● **Исходный текст**:
☆ ☆ ☆ ☆ ☆

Из этого следует вопрос 192 о смысле трех кущ, которые Петр подумывал устроить20. Они означают – как в «Главах о богословии и домостроительстве Воплощения Сына Божия» – три ступени христианской жизни, только здесь Максим использует для этих этапов более общепринятую терминологию, которая восходит к Эвагрию, последователю Оригена конца IV века и теоретику отшельнической жизни отцов-пустынников: а именно praktiké (деятельная жизнь аскетического подвижничества), physiké (созерцание естественного порядка) и theologia (богословие как созерцание Бога). Илия соответствует praktiké, Моисей – physiké, а Сам Господь – theologia. Максим не уточняет, а потому и нам не следует спешить с этим; но все же ясно, что это толкование влечет за собой понимание Преображения, охватывающего целиком и полностью измерение христианской жизни.

☆ ☆ ☆ ☆ ☆

● **Содержимое набора данных**:
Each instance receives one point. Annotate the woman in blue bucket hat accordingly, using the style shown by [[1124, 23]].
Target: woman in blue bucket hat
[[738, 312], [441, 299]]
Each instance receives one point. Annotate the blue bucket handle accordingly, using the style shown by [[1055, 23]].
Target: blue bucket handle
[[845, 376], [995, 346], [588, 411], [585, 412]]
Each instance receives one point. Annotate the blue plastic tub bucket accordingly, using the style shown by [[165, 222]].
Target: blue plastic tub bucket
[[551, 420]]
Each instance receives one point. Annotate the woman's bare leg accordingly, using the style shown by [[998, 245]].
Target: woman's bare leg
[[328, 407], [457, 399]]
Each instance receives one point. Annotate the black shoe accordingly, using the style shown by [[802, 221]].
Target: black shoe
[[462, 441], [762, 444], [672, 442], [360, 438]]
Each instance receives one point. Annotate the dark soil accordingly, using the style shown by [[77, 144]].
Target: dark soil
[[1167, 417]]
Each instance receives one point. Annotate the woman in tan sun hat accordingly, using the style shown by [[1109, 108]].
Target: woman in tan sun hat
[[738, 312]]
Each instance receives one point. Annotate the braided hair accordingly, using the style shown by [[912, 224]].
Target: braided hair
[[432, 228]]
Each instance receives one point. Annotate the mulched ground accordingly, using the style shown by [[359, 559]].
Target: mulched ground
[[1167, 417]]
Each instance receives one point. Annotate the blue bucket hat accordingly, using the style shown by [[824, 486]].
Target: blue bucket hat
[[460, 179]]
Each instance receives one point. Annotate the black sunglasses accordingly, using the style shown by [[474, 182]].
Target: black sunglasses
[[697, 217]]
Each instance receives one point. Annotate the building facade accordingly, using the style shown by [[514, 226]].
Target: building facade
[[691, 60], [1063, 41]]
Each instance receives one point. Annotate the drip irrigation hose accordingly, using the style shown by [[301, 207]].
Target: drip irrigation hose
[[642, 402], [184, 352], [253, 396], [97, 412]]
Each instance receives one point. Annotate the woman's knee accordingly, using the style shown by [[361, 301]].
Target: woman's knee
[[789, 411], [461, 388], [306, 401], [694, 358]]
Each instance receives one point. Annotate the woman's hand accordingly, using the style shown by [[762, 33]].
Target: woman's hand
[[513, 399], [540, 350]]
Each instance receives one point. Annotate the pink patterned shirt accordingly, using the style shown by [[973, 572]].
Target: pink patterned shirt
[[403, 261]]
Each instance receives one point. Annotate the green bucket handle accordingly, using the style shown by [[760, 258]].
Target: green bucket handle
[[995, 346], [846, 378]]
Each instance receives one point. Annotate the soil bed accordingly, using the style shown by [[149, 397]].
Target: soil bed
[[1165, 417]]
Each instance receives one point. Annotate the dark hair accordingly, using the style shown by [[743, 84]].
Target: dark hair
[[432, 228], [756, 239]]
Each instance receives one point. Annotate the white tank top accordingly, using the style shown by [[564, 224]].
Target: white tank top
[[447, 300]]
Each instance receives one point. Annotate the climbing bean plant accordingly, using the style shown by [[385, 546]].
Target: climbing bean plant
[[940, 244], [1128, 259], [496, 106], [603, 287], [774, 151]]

☆ ☆ ☆ ☆ ☆

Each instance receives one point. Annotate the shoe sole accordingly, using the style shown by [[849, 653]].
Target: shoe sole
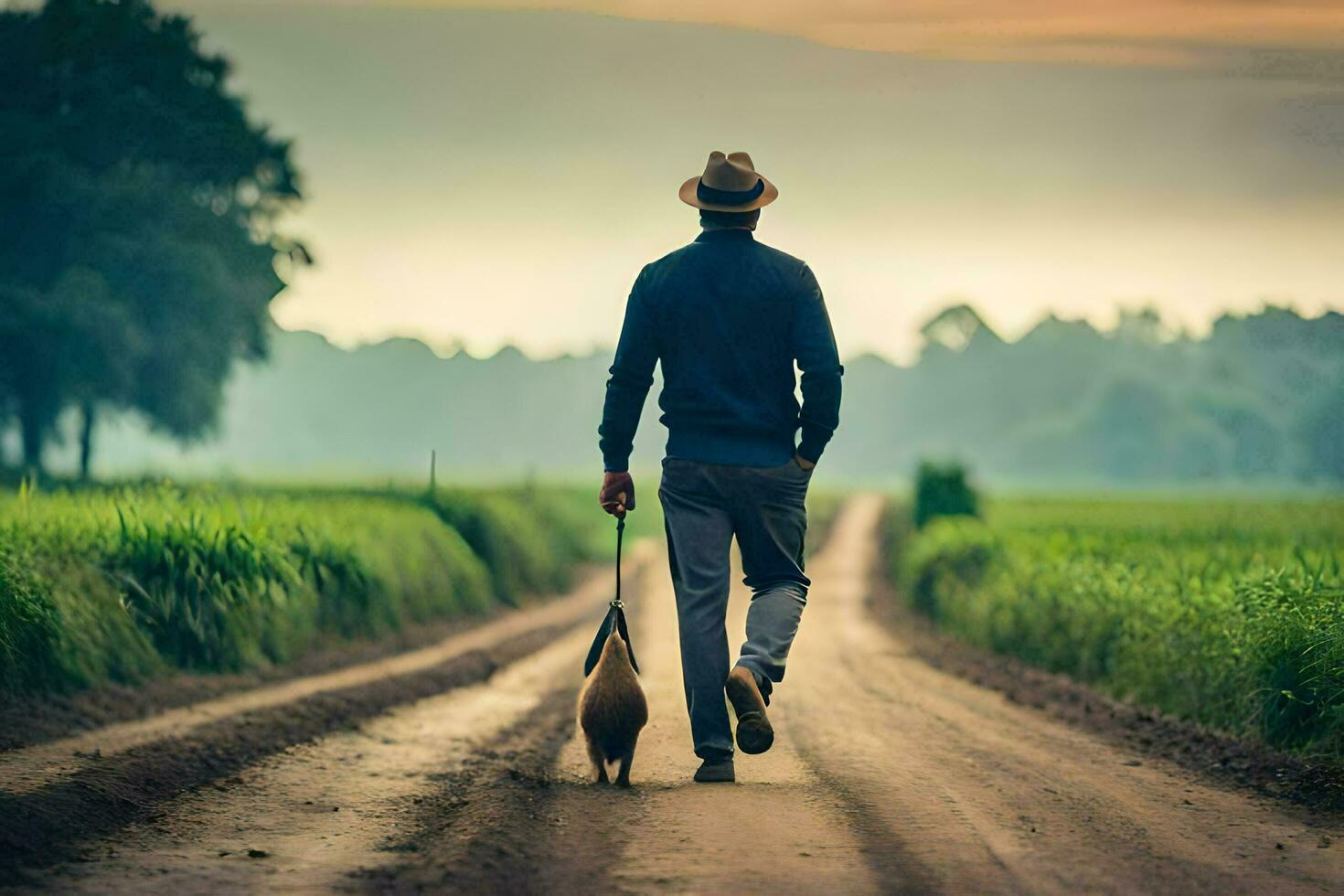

☆ ☆ ☆ ☆ ☆

● **Что нужно сделать**:
**a.** Воспроизведите без изменений фрагмент исходного текста от слов «Из этого следует» до слов «измерение христианской жизни.».
**b.** Кто, согласно исходному тексту, соответствует physiké?

● **Ответы по порядку**:
**a.**
Из этого следует вопрос 192 о смысле трех кущ, которые Петр подумывал устроить20. Они означают – как в «Главах о богословии и домостроительстве Воплощения Сына Божия» – три ступени христианской жизни, только здесь Максим использует для этих этапов более общепринятую терминологию, которая восходит к Эвагрию, последователю Оригена конца IV века и теоретику отшельнической жизни отцов-пустынников: а именно praktiké (деятельная жизнь аскетического подвижничества), physiké (созерцание естественного порядка) и theologia (богословие как созерцание Бога). Илия соответствует praktiké, Моисей – physiké, а Сам Господь – theologia. Максим не уточняет, а потому и нам не следует спешить с этим; но все же ясно, что это толкование влечет за собой понимание Преображения, охватывающего целиком и полностью измерение христианской жизни.

**b.** Physiké соответствует Моисей.